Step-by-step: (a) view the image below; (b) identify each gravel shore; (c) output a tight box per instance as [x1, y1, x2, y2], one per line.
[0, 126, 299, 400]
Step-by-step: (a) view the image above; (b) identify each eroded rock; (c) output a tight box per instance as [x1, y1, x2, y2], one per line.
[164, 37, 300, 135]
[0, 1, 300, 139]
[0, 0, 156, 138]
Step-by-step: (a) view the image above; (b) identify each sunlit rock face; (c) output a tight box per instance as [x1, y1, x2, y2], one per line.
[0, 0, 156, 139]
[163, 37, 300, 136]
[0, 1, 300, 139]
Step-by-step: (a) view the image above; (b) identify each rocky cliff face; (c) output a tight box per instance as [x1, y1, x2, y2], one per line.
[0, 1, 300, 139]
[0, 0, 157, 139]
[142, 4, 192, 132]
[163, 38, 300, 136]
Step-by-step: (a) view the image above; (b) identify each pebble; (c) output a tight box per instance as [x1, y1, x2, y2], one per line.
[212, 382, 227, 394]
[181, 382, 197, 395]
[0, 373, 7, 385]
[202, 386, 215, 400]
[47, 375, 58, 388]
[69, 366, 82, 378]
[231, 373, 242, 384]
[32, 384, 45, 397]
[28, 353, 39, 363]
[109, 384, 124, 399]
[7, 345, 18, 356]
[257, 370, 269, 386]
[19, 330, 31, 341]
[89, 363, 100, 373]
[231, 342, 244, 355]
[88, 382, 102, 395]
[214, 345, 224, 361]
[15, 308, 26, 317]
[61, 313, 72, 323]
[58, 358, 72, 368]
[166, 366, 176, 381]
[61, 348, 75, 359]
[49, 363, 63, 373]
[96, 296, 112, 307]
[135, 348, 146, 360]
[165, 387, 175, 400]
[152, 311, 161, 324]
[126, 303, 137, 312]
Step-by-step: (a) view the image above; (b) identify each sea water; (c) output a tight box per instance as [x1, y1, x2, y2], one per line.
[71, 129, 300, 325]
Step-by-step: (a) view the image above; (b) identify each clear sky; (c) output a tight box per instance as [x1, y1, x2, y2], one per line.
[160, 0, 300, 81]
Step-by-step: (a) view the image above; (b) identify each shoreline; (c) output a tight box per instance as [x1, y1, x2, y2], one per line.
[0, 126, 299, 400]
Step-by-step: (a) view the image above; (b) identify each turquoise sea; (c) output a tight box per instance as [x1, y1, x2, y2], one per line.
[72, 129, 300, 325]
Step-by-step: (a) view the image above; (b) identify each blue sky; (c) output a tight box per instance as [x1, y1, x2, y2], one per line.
▬▬▬▬▬▬
> **What you are asked to do**
Every record shown above should be written out again exactly.

> **Problem solution**
Step-by-step: (a) view the image below; (b) identify each gravel shore; (c) output a tight box per instance as [x1, y1, x2, y2], one per line.
[0, 126, 299, 400]
Step-by-step: (a) view the image above; (b) identify each eroded rock; (c) output a tight box per instance as [x1, y1, x2, y2], one per line.
[164, 37, 300, 135]
[0, 1, 300, 139]
[0, 0, 156, 138]
Step-by-step: (a) view the image above; (b) identify each sunlit rock face; (c) output a tight box per instance as [x1, y1, x2, y2], one per line.
[0, 0, 156, 139]
[163, 37, 300, 136]
[0, 1, 300, 139]
Step-by-step: (a) view the image above; (b) identify each rocky cliff face; (c) output a tight box per instance as [x1, y1, x2, y2], one per line.
[0, 1, 300, 139]
[0, 0, 157, 139]
[142, 4, 192, 132]
[163, 38, 300, 136]
Step-by-step: (a) view the image above; (b) identify each pebble; (c) output a tight box per instance as [x1, y1, x2, y2], one per line.
[212, 382, 227, 394]
[181, 382, 197, 395]
[0, 373, 7, 385]
[202, 386, 215, 400]
[47, 375, 58, 388]
[69, 366, 82, 378]
[231, 373, 242, 384]
[32, 384, 45, 397]
[28, 353, 39, 363]
[109, 384, 124, 399]
[7, 345, 18, 356]
[257, 370, 269, 386]
[19, 330, 31, 341]
[89, 363, 100, 373]
[231, 342, 244, 355]
[88, 382, 102, 395]
[214, 345, 224, 361]
[15, 308, 26, 317]
[61, 313, 72, 323]
[58, 358, 72, 368]
[166, 366, 176, 381]
[61, 348, 75, 359]
[49, 363, 63, 373]
[96, 296, 112, 307]
[135, 348, 146, 360]
[165, 387, 175, 400]
[152, 311, 161, 324]
[126, 303, 137, 312]
Step-by-step: (a) view the image above; (b) identify each sea water; (c) output a tight box per instance as [x1, y1, x2, y2], one per line.
[71, 129, 300, 325]
Step-by-step: (a) view the image above; (b) identify each clear sky; (c) output a tight box per instance as [x1, y1, x2, y2], one per line.
[160, 0, 300, 81]
Step-by-step: (a) view the image above; (b) identify each shoreline; (c) output a tight box per instance as [x1, y1, x2, y2], one per line.
[0, 126, 299, 400]
Step-by-step: (a) view the image above; (b) identify each turquoise sea; (c) output a tight box per instance as [x1, y1, x2, y2], one per line.
[72, 129, 300, 325]
Step-by-step: (a) view the image above; (b) identify each blue sky; (c) output a tight box per instance as [x1, y1, x2, y2], one per line.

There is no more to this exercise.